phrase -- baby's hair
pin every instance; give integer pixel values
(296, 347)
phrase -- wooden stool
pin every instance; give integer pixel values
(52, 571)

**********

Exercise instructions: Retype the records that precede this task, keeping them exactly the same.

Response area:
phrase -- baby's hair
pin every instance; give integer pixel values
(296, 347)
phrase -- wooden stool
pin every instance; give integer pixel values
(52, 571)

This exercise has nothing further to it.